**Extract provided**

If you’re looking for long-term nursing care for your parent, you might want to meet Anna.*
It’s 7 am. Outside her picture window, blue jays devour their breakfast from a bird feeder. Inside, prayer journals and devotional books sit ready at her desk. After a hearty meal of bacon and eggs, Anna will take a leisurely whirlpool bath in a spa, complete with fluffy towels, lotion and bath salts.
Anna lives at Warm Beach Health Care Center in Stanwood, Washington. It’s one of hundreds of nursing homes nationwide involved in a sweeping movement begun in 1991. With names like Eden Alternative, Pioneer Network and Person-Directed Care, these programs aim to make nursing homes more like home.
In traditional nursing homes, residents rise, eat, bathe and sleep in lockstep fashion. Late risers are jolted awake at 6 am whether they like it or not. Night owls are put to bed with the chickens. Times for meals, baths and activities are set for the benefit of staff and schedules, not residents.
In 1991 Dr. Bill Thomas and his wife Judy Meyers Thomas decided, “Enough is enough.” They began with their nursing home in rural New York, determined to eradicate the three plagues: loneliness, helpless and boredom.
Thomas wrote: “We’ll bring in 100 birds, two dogs, four cats, three rabbits and a flock of laying hens. Then we’ll plow the lawn and start a larger organic vegetable garden outside our residents’ windows.”
Eden Alternative was born.
Nursing homes since then have modified the cultural change emphasis to suit their staff, residents and locale. Many leaders have ripped up schedules, flow sheets and the lousy, tasteless menus.
They’ve introduced pets and plants and built playgrounds for children. And they’ve divided long stark halls into functioning neighborhoods, where residents and staff laugh and cry with each other.

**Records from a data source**
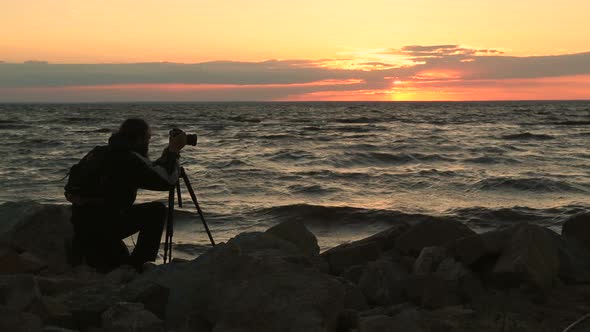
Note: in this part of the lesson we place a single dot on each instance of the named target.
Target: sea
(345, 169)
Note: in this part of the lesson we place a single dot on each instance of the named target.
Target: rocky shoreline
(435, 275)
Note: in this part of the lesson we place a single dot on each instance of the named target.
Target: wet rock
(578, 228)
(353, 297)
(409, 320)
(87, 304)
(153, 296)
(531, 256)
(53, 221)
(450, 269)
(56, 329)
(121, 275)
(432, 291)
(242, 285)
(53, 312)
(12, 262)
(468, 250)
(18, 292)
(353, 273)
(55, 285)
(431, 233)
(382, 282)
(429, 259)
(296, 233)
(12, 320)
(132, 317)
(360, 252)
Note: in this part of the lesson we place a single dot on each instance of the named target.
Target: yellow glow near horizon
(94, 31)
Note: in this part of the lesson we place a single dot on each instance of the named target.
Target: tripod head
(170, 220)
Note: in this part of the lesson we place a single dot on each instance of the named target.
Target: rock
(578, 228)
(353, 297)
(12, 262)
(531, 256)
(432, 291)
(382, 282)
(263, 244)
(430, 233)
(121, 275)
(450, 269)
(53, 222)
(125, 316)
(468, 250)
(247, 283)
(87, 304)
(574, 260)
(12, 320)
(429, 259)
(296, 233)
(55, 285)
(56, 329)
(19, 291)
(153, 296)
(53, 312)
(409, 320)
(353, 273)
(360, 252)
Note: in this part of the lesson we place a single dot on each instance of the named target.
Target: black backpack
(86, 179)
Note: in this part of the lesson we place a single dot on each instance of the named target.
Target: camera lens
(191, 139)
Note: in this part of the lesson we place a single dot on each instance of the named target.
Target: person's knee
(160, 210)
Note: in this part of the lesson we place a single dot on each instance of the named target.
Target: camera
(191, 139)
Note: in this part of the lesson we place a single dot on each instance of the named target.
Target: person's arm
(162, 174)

**Check your understanding**
A. According to the nursing home article, where does Anna live?
B. Carry on the nursing home article from where it stops.

**Task results**
A. Warm Beach Health Care Center in Stanwood, Washington.

B.
The Federal Government has even ponied up funds for training nursing home staff in these voluntary programs. Several years ago in Washington State, 33 nursing homes including Warm Beach signed up for the three-year program called “Person Directed Care.”
Now when Warm Beach staff contemplate program changes, they ask, “Is this what the residents want?”
At residents’ requests, staff have already remodeled the bathing rooms, added a continental breakfast for early risers, and divided the resident population into “neighborhoods,” with permanent caregivers. Residents choose a name for their neighborhood. They plan baby showers for staff, enjoy take-out Chinese and celebrate birthdays.
The new culture has trimmed staff turnover. Aides enjoy their permanent assignments, since they have five days a week to bond with the residents. Creativity has surged. On a clinical note, pressure sores and falls have decreased.
When I entered Anna’s room, she handed me a thick guest book to sign. During our time together, as staff entered the room, she introduced me with comments like, “They’re so good to me,” and “Dawn puts lotion on my back every morning. It feels so good.”
How do you find one of these nursing homes? Sometimes the nursing home’s website will list an affiliation. Otherwise, when you visit in person, ask about “Eden Alternative,” “Pioneer Network,” or “Person Directed Care.”
*changed name.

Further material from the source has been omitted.